◆ EXERCISE INSTRUCTIONS ◆
Copy word for word the part of the text on power dividers that begins with the words "Among the large" and ends with "are common example.".

◆ TEXT ◆
□ □ □ □
Power dividers/combiners and Reflection Type Phase Shifter presentation
With the fast development of multifunctional technologies and the need for miniaturization in wireless communication systems, compact microwave components and circuits—especially microwave integrated circuits with system-level performance—have become increasingly popular. Those considerations stay available whatever the considered frequency range and topology, i.e. radio frequency (RF) in advanced PCB technologies, or millimetre-waves (mmW) compatible with CMOS and 3D integration techniques.
Among the large number of microwave integrated passive circuits, power dividers and phase shifters are fundamental, powerful and necessary, device building blocks. For wireless communication purpose, they are full part of the front-end transceiver. They can also be used independently to make analog active circuits more performing: power amplifiers or local oscillators are common example.
Planar dividers/combiners
Power dividers are usually considered to be a family of devices. They can be found in many applications, including power division and combination, modulation and demodulation, balanced mixing, balun for power amplification, Butler matrices, and feeding network of antenna arrays, among others. A reciprocal divider can provide an equal or unequal power split between two or more channels. Thanks to reciprocity, and assuming that input signals to be combined should be coherent and of equal magnitudes, this circuit may also be employed to combine a number of oscillators or amplifiers towards a single port.
The major parameters used to define and compare the dividers/combiners in RF and microwave integrated circuits are bandwidth, power division, relative phase difference, phase and magnitude imbalance, insertion loss, matching or return loss, isolation, number of inputs/outputs, integration level and cost. The performances concerning these parameters have been improved over time, either developing new topologies or with the help of more advanced techniques and methodologies. Consequently, more than one hundred different types of dividers/combiners have been developed over the past four decades.
□ □ □ □
◆ DATA PROVIDED ◆
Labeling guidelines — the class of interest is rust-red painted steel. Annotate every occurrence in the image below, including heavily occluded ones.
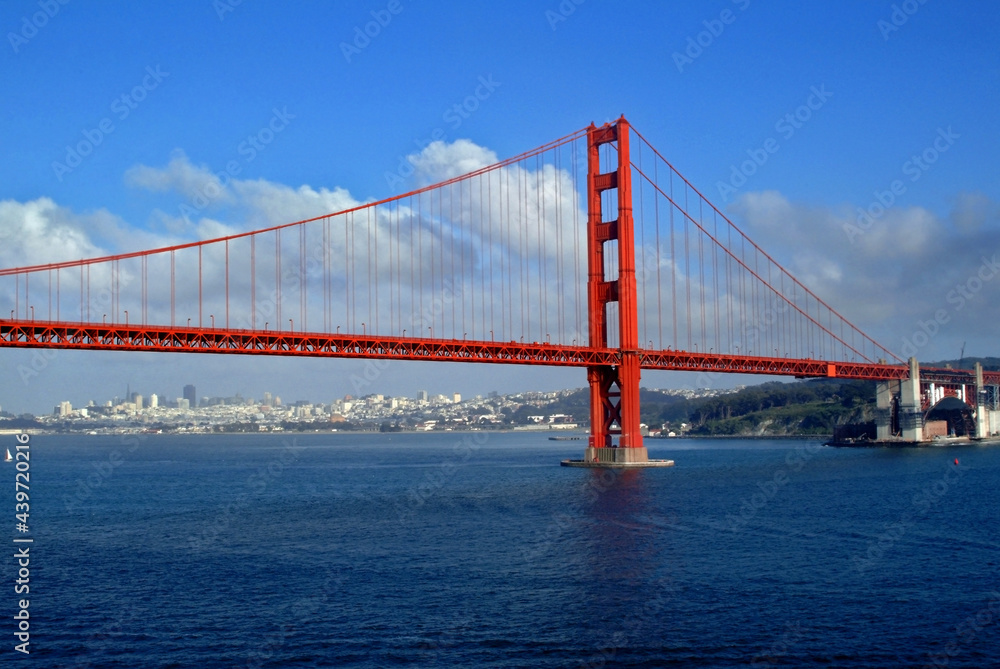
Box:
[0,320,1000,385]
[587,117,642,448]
□ □ □ □
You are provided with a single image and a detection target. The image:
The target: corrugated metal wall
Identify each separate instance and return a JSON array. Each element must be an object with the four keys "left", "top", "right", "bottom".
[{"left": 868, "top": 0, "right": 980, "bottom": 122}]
□ □ □ □
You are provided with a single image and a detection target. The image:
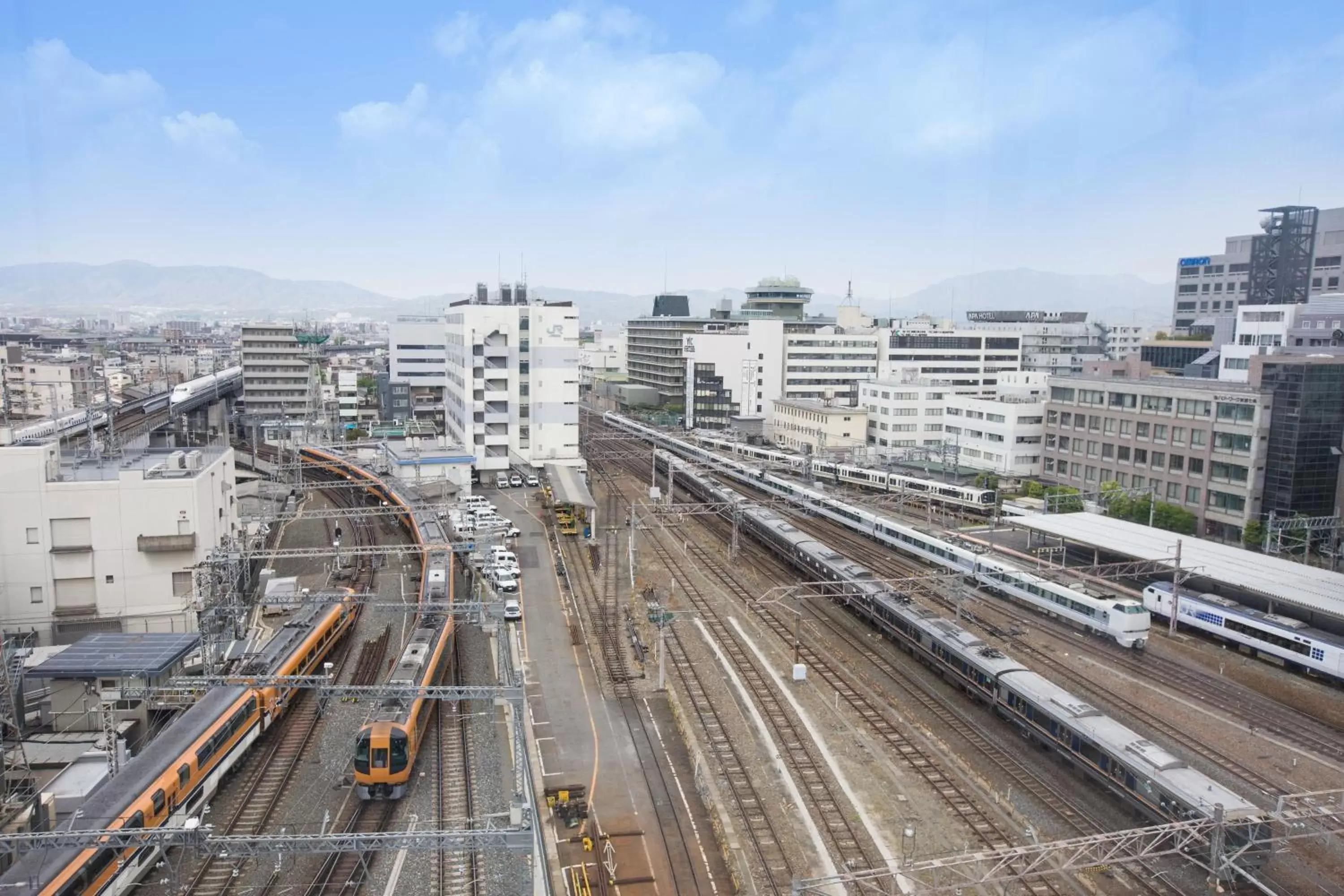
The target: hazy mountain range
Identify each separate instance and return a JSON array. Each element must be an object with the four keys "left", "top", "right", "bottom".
□ □ □ □
◆ EXPECTED OUTPUT ◆
Among the large number of microwave integrated passive circuits, power dividers and phase shifters are fundamental, powerful and necessary, device building blocks. For wireless communication purpose, they are full part of the front-end transceiver. They can also be used independently to make analog active circuits more performing: power amplifiers or local oscillators are common example.